## [文書の抜粋]
↓
血液型の検査 (2018.01更新)

ABO式血液型検査の必要性について

時々、「血液型の検査はした方がよいですか」というご相談があります。
保育園や幼稚園の入園の時には血液型を調べておかないといけないのでしょうかというご相談もあります。
結論から言えば、検査をする必要はありません。

血液型とは?

そもそも、血液型とは、血液内にある血球の持つ抗原の違いをもとに決めた血液の分類のことで、抗原は赤血球・血小板・白血球・血漿などに数百種類が存在し、その組み合せによって決まる血液型は数兆通り以上という膨大な数になります。

ABO式血液型

よく知られているABO式血液型は赤血球の表面にA抗原、B抗原がでているかどうかで分類したもので、赤血球による血液型分類法の一つです。A抗原だけでているのがA型、B抗原だけでているのがB型、両方でているのがAB型、どちらもでていないのがO型です。

輸血をする際には

輸血をする際には血液型の不適合があると重大な問題を引き起こすことがありますので、輸血をする前には血液型の検査をして適合した血液を輸血します。輸血をする可能性がある場合(手術前など)や病気の診断で必要な場合は血液型の検査を行いますが、それ以外のことで血液型を知っておく必要性はありません。

では万一輸血をするような場合に備えて、血液型を知っておかないといけないでしょうか。
いいえ、輸血が必要な場合、病院では自己申告の血液型をうのみにして検査せずに輸血をすることはなく、必ず検査をします。検査の時間もない大出血の場合は血液型不明な場合の輸血方法のガイドラインがあり、それに従って輸血します。なので、事前に知っておかねばならない必要性はありません。

保育所や幼稚園の書類に血液型の欄があっても、空欄にしておけばよいことです。(なぜ、保育所や幼稚園の書類や名札に血液型の欄があるのかは謎です。記入欄をなくしてもらうように、あちこちで機会があるごとにお願いはしているのですが…)。

血液型検査について

血液型検査は血液が3~5cc必要ですので、注射器で採血をすることになります。子どもにとって不要な検査を、痛い思いをさせてまでする必要はないと考えます。
↑
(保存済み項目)
↓
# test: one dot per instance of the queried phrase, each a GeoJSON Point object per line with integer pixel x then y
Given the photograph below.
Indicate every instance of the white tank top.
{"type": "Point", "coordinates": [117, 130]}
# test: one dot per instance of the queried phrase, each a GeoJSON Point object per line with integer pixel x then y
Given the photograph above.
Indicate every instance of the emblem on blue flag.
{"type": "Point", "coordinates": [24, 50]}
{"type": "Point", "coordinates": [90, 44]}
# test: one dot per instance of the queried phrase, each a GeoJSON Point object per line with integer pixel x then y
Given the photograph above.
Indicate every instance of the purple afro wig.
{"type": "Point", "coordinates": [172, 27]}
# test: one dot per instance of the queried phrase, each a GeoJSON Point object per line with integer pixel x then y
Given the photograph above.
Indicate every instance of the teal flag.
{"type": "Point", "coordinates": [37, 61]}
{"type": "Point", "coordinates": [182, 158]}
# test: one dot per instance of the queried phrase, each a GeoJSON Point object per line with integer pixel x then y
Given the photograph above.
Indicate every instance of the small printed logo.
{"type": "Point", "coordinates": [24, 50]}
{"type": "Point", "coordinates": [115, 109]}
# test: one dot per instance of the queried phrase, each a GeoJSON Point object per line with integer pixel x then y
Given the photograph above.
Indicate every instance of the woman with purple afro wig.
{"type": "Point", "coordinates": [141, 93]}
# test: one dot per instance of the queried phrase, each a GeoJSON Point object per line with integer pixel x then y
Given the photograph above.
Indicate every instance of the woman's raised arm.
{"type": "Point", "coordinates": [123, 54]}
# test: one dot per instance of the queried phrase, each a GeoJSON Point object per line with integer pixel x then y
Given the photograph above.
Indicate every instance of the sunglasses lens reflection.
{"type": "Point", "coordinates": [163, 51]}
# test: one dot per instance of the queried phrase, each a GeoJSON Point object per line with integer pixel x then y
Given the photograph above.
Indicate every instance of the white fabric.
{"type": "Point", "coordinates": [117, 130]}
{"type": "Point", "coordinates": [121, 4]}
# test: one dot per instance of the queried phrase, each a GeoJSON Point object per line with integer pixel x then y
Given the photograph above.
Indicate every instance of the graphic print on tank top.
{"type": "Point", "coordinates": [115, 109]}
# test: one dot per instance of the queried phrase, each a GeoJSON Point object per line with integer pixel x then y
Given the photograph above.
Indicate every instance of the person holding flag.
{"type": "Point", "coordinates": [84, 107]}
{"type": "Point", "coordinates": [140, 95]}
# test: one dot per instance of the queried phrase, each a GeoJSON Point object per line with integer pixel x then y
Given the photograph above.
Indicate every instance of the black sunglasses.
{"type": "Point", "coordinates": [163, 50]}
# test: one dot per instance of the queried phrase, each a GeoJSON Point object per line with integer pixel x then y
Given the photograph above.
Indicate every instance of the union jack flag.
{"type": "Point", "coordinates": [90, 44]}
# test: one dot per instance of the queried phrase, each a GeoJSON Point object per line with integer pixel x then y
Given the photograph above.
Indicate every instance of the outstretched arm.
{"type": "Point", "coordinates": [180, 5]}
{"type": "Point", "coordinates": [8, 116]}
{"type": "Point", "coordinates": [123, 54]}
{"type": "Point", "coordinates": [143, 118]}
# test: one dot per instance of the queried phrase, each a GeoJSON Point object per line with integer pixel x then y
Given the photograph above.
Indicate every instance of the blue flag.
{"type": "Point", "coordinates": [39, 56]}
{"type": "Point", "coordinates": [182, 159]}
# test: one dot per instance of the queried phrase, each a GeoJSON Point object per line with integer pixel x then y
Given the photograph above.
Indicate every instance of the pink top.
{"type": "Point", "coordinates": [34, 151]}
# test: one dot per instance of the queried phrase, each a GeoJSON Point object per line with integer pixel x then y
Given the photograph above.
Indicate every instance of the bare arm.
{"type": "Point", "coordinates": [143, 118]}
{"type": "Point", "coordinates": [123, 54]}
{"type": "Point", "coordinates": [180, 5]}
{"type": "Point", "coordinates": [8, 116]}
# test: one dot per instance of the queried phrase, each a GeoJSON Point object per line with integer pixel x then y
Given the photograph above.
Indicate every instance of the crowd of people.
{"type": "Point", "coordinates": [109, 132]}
↑
## [課題]
上に掲げた血液型の検査に関する文書を、一字一句違えずに全文書き写してください。

## [以下の結果]
血液型の検査 (2018.01更新)

ABO式血液型検査の必要性について

時々、「血液型の検査はした方がよいですか」というご相談があります。
保育園や幼稚園の入園の時には血液型を調べておかないといけないのでしょうかというご相談もあります。
結論から言えば、検査をする必要はありません。

血液型とは?

そもそも、血液型とは、血液内にある血球の持つ抗原の違いをもとに決めた血液の分類のことで、抗原は赤血球・血小板・白血球・血漿などに数百種類が存在し、その組み合せによって決まる血液型は数兆通り以上という膨大な数になります。

ABO式血液型

よく知られているABO式血液型は赤血球の表面にA抗原、B抗原がでているかどうかで分類したもので、赤血球による血液型分類法の一つです。A抗原だけでているのがA型、B抗原だけでているのがB型、両方でているのがAB型、どちらもでていないのがO型です。

輸血をする際には

輸血をする際には血液型の不適合があると重大な問題を引き起こすことがありますので、輸血をする前には血液型の検査をして適合した血液を輸血します。輸血をする可能性がある場合(手術前など)や病気の診断で必要な場合は血液型の検査を行いますが、それ以外のことで血液型を知っておく必要性はありません。

では万一輸血をするような場合に備えて、血液型を知っておかないといけないでしょうか。
いいえ、輸血が必要な場合、病院では自己申告の血液型をうのみにして検査せずに輸血をすることはなく、必ず検査をします。検査の時間もない大出血の場合は血液型不明な場合の輸血方法のガイドラインがあり、それに従って輸血します。なので、事前に知っておかねばならない必要性はありません。

保育所や幼稚園の書類に血液型の欄があっても、空欄にしておけばよいことです。(なぜ、保育所や幼稚園の書類や名札に血液型の欄があるのかは謎です。記入欄をなくしてもらうように、あちこちで機会があるごとにお願いはしているのですが…)。

血液型検査について

血液型検査は血液が3~5cc必要ですので、注射器で採血をすることになります。子どもにとって不要な検査を、痛い思いをさせてまでする必要はないと考えます。